"""

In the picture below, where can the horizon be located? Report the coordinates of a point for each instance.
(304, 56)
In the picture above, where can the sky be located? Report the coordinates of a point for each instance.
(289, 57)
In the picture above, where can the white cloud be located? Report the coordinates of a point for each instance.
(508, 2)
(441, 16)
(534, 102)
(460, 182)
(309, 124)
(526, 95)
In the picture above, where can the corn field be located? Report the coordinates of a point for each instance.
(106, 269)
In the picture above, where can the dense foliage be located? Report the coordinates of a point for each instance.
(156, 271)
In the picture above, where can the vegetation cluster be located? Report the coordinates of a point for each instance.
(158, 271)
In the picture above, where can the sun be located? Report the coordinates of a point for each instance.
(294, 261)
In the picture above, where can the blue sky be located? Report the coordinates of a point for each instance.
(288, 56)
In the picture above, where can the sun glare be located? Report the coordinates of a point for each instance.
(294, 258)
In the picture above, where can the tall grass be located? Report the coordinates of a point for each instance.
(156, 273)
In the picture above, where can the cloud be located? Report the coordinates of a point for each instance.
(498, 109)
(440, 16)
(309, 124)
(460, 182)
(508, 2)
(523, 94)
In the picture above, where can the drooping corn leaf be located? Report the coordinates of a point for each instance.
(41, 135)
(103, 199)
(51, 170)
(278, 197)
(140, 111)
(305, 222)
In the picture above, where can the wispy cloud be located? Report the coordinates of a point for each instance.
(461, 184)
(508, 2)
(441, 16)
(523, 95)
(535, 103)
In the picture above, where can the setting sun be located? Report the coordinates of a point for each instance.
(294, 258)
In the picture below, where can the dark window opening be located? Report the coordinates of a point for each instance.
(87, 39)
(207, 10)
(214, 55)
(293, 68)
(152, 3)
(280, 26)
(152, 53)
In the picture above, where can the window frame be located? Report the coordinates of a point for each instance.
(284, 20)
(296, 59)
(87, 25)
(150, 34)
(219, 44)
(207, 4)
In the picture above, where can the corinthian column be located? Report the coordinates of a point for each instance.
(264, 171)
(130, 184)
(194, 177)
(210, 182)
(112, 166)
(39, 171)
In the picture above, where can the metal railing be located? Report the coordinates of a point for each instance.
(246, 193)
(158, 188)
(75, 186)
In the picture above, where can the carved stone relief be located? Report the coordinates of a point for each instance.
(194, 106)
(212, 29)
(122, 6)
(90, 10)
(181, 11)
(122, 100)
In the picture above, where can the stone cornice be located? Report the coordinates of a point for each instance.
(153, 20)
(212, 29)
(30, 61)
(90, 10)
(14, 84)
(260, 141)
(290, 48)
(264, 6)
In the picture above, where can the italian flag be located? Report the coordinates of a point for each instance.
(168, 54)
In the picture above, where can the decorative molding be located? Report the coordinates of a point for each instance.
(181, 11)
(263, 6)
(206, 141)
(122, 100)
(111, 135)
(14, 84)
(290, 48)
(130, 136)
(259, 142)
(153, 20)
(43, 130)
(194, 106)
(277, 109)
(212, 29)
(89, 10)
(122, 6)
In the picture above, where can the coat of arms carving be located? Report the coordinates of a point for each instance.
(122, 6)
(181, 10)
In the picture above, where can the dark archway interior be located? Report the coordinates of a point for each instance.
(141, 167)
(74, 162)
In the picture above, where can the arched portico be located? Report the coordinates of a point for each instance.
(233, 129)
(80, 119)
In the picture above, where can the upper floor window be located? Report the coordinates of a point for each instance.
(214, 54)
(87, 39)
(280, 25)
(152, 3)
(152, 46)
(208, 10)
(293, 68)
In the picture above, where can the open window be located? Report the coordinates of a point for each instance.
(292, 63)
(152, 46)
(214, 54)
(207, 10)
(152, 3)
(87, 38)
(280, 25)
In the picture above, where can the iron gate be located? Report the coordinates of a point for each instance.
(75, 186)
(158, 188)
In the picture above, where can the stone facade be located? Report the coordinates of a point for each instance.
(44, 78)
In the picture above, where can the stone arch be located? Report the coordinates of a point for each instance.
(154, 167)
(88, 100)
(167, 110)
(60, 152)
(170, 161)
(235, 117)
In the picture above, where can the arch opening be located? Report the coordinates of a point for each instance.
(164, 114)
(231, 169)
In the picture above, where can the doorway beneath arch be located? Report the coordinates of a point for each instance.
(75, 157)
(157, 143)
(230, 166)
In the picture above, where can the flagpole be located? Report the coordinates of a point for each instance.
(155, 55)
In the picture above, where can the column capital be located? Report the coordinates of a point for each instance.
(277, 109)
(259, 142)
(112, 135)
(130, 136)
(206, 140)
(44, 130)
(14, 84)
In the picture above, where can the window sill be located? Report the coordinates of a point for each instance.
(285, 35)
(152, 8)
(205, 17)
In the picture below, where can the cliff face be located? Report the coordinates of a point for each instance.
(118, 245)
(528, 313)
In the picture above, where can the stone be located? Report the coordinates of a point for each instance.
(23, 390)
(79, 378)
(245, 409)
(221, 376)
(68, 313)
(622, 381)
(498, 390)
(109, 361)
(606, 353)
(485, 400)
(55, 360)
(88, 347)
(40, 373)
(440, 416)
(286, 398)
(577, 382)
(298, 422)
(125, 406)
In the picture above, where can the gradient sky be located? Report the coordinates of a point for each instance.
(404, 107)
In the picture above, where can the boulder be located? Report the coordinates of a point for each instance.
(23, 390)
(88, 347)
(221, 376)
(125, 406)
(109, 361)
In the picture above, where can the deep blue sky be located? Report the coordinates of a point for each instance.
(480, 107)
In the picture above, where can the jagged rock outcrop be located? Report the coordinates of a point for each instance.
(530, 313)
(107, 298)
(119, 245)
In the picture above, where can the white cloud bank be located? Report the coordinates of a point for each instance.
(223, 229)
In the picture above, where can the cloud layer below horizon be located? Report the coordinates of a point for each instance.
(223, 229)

"""

Reproduce every record above exactly as it appears.

**WRITTEN ANSWER**.
In the picture below, where can the horizon be located? Report the coordinates of a point for each instance.
(304, 56)
In the picture above, where can the sky be located? Report the coordinates of a point for each instance.
(289, 57)
In the picture above, where can the white cloud be located? Report the coordinates of a point for each instance.
(508, 2)
(441, 16)
(534, 102)
(460, 182)
(309, 124)
(526, 95)
In the picture above, where can the corn field be located? Report the coordinates of a point for each instance.
(106, 269)
In the picture above, where can the dense foliage be located? Report the coordinates of a point for each instance.
(156, 271)
In the picture above, where can the vegetation cluster be located? Report the coordinates of a point for each instance.
(158, 271)
In the picture above, where can the sun be located? Report the coordinates of a point for each instance.
(294, 261)
In the picture above, where can the blue sky be located? Report the coordinates of a point for each instance.
(288, 56)
In the picture above, where can the sun glare be located? Report the coordinates of a point for each instance.
(294, 258)
In the picture above, where can the tall grass be located? Report the coordinates of a point for each instance.
(156, 273)
In the picture above, where can the cloud be located? Report the coordinates of a point for each instance.
(498, 109)
(440, 16)
(309, 124)
(460, 182)
(508, 2)
(523, 94)
In the picture above, where can the drooping corn leaf be located? Report the coordinates of a point for each instance.
(41, 135)
(103, 199)
(51, 170)
(278, 197)
(140, 111)
(305, 222)
In the picture above, where can the wispy cloud be located? Report the coordinates of a point for each instance.
(461, 184)
(508, 2)
(441, 16)
(523, 95)
(535, 103)
In the picture above, where can the setting sun be located? Report the coordinates of a point for each instance.
(294, 258)
In the picture below, where can the dark window opening be located? Report the coordinates of a point for each instance.
(87, 39)
(207, 10)
(214, 55)
(293, 68)
(152, 3)
(280, 26)
(152, 53)
In the picture above, where can the window frame be located? Report the coordinates of a point for each instance.
(284, 20)
(296, 59)
(87, 25)
(150, 34)
(219, 44)
(207, 4)
In the picture above, where can the corinthian column be located? Report the coordinates of a point for each instance.
(264, 171)
(130, 184)
(194, 177)
(210, 182)
(112, 166)
(39, 171)
In the picture above, where can the metal railing be located? Report the coordinates of a point for each instance.
(246, 193)
(158, 188)
(75, 186)
In the picture above, where can the carved stone relief be located? Report the coordinates of a point for each instance.
(194, 106)
(212, 29)
(122, 6)
(90, 10)
(181, 11)
(122, 100)
In the picture above, where can the stone cornice be located? Report the coordinates of a point for each instance.
(153, 20)
(212, 29)
(30, 61)
(90, 10)
(14, 84)
(260, 141)
(290, 48)
(264, 6)
In the picture above, where can the italian flag be located? Report the coordinates of a point for each instance.
(168, 54)
In the picture above, where can the decorative molding be located? Report the coordinates of a point for each instance.
(181, 11)
(263, 6)
(206, 141)
(122, 100)
(111, 135)
(14, 84)
(290, 48)
(130, 136)
(259, 142)
(153, 20)
(43, 130)
(194, 106)
(277, 109)
(212, 29)
(89, 10)
(122, 6)
In the picture above, where can the coat of arms carving be located? Report the coordinates of a point for each instance.
(122, 6)
(181, 10)
In the picture above, where can the dark archway interior be located? Report the coordinates of a point for each instance.
(141, 167)
(74, 162)
In the picture above, where can the arched portico be located? Report the coordinates of a point for each instance.
(233, 129)
(80, 119)
In the picture above, where can the upper floor window be located? Report the coordinates of a point for each instance.
(214, 54)
(87, 39)
(280, 25)
(152, 3)
(152, 46)
(208, 10)
(293, 68)
In the picture above, where can the open window be located? Report the coordinates of a point for each instance.
(292, 63)
(152, 46)
(214, 54)
(207, 10)
(152, 3)
(87, 38)
(280, 25)
In the picture above, where can the iron gate be located? Report the coordinates of a point for each instance.
(75, 186)
(158, 188)
In the picture above, where can the stone facade be located? Report the coordinates of a point for each instance.
(44, 78)
In the picture above, where can the stone arch be located? Report the coordinates of a point for each instance.
(154, 167)
(88, 100)
(167, 110)
(60, 152)
(170, 161)
(235, 117)
In the picture above, where can the arch opening be located? Report the coordinates of a point for each instance.
(164, 114)
(231, 169)
In the picture above, where can the doorway beneath arch be located? Report the coordinates of a point for each instance.
(75, 157)
(157, 143)
(230, 166)
In the picture above, where can the flagpole be located? Report the coordinates of a point for each instance.
(155, 55)
In the picture above, where can the column capital be located? Report the coordinates of a point for each instance.
(277, 109)
(259, 142)
(112, 135)
(130, 136)
(206, 140)
(44, 130)
(14, 84)
In the picture above, where can the window sill be located? Report the coordinates of a point for each instance.
(285, 35)
(152, 8)
(205, 17)
In the picture below, where can the cliff face be located? Report the coordinates of a point for each instance.
(118, 245)
(528, 313)
In the picture above, where can the stone be located? Report the coordinates of a point for each instance.
(23, 390)
(79, 378)
(245, 409)
(221, 376)
(68, 313)
(622, 381)
(498, 390)
(109, 361)
(606, 353)
(485, 400)
(55, 360)
(88, 347)
(40, 373)
(440, 416)
(286, 398)
(577, 382)
(298, 422)
(125, 406)
In the picture above, where can the gradient sky be located? Report the coordinates of a point for each instance.
(404, 107)
In the picture above, where can the boulder be located? Report the coordinates of a point for each instance.
(23, 390)
(88, 347)
(221, 376)
(125, 406)
(109, 361)
In the picture above, where can the deep blue sky be located? Report the coordinates of a point for each instance.
(480, 107)
In the picture above, where can the jagged rock outcrop be located? Report the coordinates of a point for each instance.
(530, 313)
(107, 298)
(119, 245)
In the picture above, where can the white cloud bank be located? Report the coordinates of a point for each instance.
(223, 229)
In the picture above, where can the cloud layer below horizon be located? Report the coordinates of a point for each instance.
(223, 229)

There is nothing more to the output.